Can you present the data below as a numbered list, leaving out any blank lines?

[START OF EXERCISE INPUT]

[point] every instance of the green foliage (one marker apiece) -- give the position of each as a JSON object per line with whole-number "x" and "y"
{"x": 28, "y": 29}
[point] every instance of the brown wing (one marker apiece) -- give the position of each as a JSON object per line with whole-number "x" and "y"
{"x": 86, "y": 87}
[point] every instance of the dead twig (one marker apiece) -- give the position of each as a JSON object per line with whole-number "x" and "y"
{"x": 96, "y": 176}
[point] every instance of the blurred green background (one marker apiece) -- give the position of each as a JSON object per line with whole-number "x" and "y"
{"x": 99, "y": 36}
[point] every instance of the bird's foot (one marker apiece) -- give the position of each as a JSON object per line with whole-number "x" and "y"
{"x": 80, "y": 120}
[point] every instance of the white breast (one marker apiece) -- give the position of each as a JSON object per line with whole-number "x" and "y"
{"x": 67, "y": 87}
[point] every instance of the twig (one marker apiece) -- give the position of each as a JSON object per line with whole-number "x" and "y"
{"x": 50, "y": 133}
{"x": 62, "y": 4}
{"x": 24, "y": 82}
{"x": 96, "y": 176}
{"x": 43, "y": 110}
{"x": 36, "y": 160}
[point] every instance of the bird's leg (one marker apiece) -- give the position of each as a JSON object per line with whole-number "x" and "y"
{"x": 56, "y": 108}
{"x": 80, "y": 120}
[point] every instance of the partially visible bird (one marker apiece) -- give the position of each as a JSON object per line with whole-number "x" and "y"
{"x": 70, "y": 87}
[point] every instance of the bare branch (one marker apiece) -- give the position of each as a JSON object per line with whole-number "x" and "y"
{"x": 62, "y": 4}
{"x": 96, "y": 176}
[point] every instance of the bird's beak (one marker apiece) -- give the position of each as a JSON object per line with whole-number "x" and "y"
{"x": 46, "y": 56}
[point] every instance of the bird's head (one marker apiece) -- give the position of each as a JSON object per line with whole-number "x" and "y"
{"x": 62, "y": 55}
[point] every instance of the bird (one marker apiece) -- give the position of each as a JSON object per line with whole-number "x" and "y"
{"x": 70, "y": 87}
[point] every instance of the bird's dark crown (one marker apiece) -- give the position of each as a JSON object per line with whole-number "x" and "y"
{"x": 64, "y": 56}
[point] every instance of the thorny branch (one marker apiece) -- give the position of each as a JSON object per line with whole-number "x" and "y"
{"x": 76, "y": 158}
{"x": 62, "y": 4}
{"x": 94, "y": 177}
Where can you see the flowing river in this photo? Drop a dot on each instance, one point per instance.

[END OF EXERCISE INPUT]

### IN RESPONSE
1. [point] every instance of the green foliage (one marker apiece) -- give the position of each as a JSON object per line with whole-number "x" and "y"
2. {"x": 28, "y": 29}
3. [point] every instance of the brown wing (one marker apiece) -- give the position of each as a JSON object per line with whole-number "x" and "y"
4. {"x": 86, "y": 87}
5. [point] every instance of the dead twig (one marker apiece) -- give the position of each as a JSON object per line with whole-number "x" and "y"
6. {"x": 96, "y": 176}
7. [point] every instance of the blurred green background (one marker apiece) -- give the position of each as a JSON object per line with whole-number "x" and "y"
8. {"x": 99, "y": 36}
9. [point] every instance of the bird's foot (one marker apiece) -- give the position of each as a JSON object per line with whole-number "x" and "y"
10. {"x": 80, "y": 120}
11. [point] every instance of the white breast (one marker apiece) -- give the position of each as a JSON object per line with whole-number "x" and "y"
12. {"x": 67, "y": 87}
13. [point] every instance of the twig (one marker apiece) -- give the position of each as a JSON object per line with whole-number "x" and "y"
14. {"x": 50, "y": 133}
15. {"x": 62, "y": 4}
16. {"x": 24, "y": 82}
17. {"x": 96, "y": 176}
18. {"x": 43, "y": 110}
19. {"x": 36, "y": 160}
20. [point] every instance of the bird's leg (one marker apiece) -- give the position of each as a JSON object per line with whole-number "x" and "y"
21. {"x": 56, "y": 108}
22. {"x": 80, "y": 120}
23. [point] every instance of the partially visible bird (one marker apiece) -- give the position of each as a JSON object per line with whole-number "x" and "y"
24. {"x": 70, "y": 87}
25. [point] every instance of the bare branch (one marker apiece) -- give the position of each as a JSON object per line with whole-number "x" and "y"
26. {"x": 62, "y": 4}
27. {"x": 96, "y": 176}
28. [point] every instance of the bird's beak (one marker apiece) -- give the position of each as a JSON object per line with whole-number "x" and "y"
29. {"x": 46, "y": 56}
30. [point] every instance of the bird's head (one marker apiece) -- give the position of each as a JSON object per line with whole-number "x" and "y"
31. {"x": 62, "y": 55}
32. [point] every instance of the bird (one marker apiece) -- give the position of each as a JSON object per line with whole-number "x" and "y"
33. {"x": 70, "y": 87}
34. [point] every instance of the bird's dark crown (one marker apiece) -- give the position of each as a JSON object per line with whole-number "x" and "y"
35. {"x": 64, "y": 56}
36. [point] every instance of the thorny branch (one marker apiece) -- give the position of each as a JSON object per line with whole-number "x" and "y"
37. {"x": 76, "y": 158}
38. {"x": 62, "y": 4}
39. {"x": 94, "y": 177}
40. Where can you see the flowing river in this photo? Drop a dot on each instance, one point per instance.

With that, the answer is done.